┌─ DOCUMENT SECTION

One of these events is called Ma’aminim (believers). It is an inter-religious and intercultural evening of prayer, reflection, singing, and introspection, led by Rabbi Tamar Elad Applebaum, spiritual leader of Kehillat Zion in Jerusalem, and her friends and colleagues from all over Jerusalem, including Muslims and Christians along with a diversity of Jews. According to Rabbi Tamar,
This program is important since it gives us an opportunity to see with our own eyes that prayer can unite all of us in this holy city. We all care about each other—Jews, Christians and Muslims—and this is one way to show this.
This is the 5th year of this inspirational event, which attracts hundreds of Jerusalemites from all walks of life to participate in this unique multicultural celebration of Jerusalem. This year’s event, which will take place at 19:30 at the First Station in the heart of Jerusalem, as in past years, is co-sponsored by the Tahrir Movement, Ginot Hair Community Center, the Secular Yeshiva, This is Jerusalem, Yom Yerushalmi: Jerusalem Day of Diversity and Tachana Rishona –– The First Station.

└─

# EXERCISE 1
Rewrite the paragraph of the Ma’aminim passage that begins "This is the 5th year" as a bulleted list that keeps its main facts.
# EXERCISE 2
Answer these questions from the Ma’aminim passage:
(a) Who leads the evening of prayer, reflection, singing, and introspection?
(b) According to Rabbi Tamar, what can unite all of us in this holy city?
(c) At what time will this year's event take place?
Use only the Ma’aminim passage to complete the tasks; do not rely on outside knowledge.

┌─ MATERIAL PROVIDED

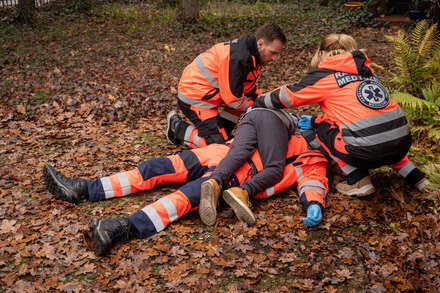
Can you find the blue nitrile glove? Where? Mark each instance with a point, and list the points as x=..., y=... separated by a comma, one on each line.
x=305, y=122
x=314, y=216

└─

# RESPONSE BOX 1
- This is the fifth year of the event.
- It draws hundreds of Jerusalemites from all walks of life to a multicultural celebration of Jerusalem.
- This year's event takes place at 19:30 at the First Station in the heart of Jerusalem.
- Co-sponsors, as in past years: the Tahrir Movement, Ginot Hair Community Center, the Secular Yeshiva, This is Jerusalem, Yom Yerushalmi: Jerusalem Day of Diversity, and Tachana Rishona –– The First Station.

# RESPONSE BOX 2
(a) Rabbi Tamar Elad Applebaum, spiritual leader of Kehillat Zion in Jerusalem, leads it with her friends and colleagues from all over Jerusalem.
(b) Prayer.
(c) 19:30.